Dataset rows:
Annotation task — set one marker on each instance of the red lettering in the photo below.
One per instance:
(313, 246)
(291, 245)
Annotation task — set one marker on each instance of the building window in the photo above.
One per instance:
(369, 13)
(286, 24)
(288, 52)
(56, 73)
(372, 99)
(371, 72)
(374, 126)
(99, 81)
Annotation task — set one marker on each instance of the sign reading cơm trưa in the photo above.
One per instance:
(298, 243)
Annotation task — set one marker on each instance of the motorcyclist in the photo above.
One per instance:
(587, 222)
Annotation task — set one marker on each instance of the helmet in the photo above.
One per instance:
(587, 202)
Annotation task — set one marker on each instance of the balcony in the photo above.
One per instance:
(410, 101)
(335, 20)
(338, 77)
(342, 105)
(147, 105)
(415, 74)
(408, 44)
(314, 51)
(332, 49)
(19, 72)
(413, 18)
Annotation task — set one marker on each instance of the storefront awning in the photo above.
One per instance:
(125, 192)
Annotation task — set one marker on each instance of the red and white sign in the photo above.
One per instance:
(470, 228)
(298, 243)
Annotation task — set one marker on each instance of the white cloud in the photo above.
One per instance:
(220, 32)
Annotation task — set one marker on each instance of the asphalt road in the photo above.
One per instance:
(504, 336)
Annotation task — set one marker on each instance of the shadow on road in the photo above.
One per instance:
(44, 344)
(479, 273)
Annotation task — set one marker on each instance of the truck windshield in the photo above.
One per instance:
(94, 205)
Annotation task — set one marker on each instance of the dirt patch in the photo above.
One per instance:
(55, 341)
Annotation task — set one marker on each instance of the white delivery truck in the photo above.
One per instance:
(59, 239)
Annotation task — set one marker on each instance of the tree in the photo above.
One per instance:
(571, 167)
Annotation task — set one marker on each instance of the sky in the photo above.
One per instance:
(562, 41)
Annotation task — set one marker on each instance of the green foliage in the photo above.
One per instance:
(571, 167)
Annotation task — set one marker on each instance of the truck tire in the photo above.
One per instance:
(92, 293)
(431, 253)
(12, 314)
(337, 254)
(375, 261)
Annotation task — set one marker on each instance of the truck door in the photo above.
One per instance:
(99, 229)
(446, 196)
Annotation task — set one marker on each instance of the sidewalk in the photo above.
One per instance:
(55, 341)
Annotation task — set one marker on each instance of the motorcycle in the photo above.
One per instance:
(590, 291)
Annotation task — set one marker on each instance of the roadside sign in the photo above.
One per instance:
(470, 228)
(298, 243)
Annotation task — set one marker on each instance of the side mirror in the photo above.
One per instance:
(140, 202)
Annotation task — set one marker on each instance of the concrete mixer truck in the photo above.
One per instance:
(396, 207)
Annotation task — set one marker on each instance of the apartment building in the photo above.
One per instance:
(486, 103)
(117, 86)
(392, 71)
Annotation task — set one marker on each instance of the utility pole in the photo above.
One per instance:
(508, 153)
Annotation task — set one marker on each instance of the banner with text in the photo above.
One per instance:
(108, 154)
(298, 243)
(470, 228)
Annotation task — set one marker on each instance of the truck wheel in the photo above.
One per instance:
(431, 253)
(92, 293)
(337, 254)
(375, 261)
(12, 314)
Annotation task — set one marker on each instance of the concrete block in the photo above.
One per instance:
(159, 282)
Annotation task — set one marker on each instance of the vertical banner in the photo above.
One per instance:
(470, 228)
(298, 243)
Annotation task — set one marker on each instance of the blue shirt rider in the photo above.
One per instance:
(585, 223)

Your goal: Starting at the line that contains "sidewalk in the photo above." and continuing through the end of the data, write out every line again, requests included. Multiply each coordinate in the answers by 0.8 and round to a whole number, rounding halves up.

Final result:
Annotation task — set one marker on each instance of the sidewalk in the photo above.
One per instance:
(44, 273)
Annotation task — set one marker on each instance of the motorcycle in the photo above.
One per instance:
(472, 233)
Annotation task — set one marker on each instance of the roadside sign in the photo above.
One per instance:
(376, 182)
(238, 194)
Annotation task — set one marker on each instance of the side mirror in the photo above.
One per instance:
(112, 162)
Annotation task — set one marker on each instance of the concrete mixer truck in the photo above.
One per instance:
(317, 166)
Annotation task — set one marker on each instance of the apartment building in the photo above.
One per instance:
(389, 82)
(94, 69)
(314, 57)
Annotation task — set one marker on each instance of the utility pole in the photo above.
One per instance:
(406, 122)
Annotation task — set one marker on each instance of the banner with text in the photo above.
One per instance:
(86, 123)
(238, 194)
(376, 182)
Annotation task — set one marker on each instance of the truck wheel in the photo above.
One per instance:
(345, 202)
(74, 234)
(270, 203)
(300, 209)
(10, 251)
Annotation task — set one marker on each instance of the concrete block in the photo above.
One per instance:
(127, 226)
Annotation task — set one marker on each instance of the vertical banner in the photo above.
One per instance:
(376, 182)
(238, 194)
Annotation task — set one marker on each instance of the blue shirt rider in the photo above.
One per instance:
(468, 178)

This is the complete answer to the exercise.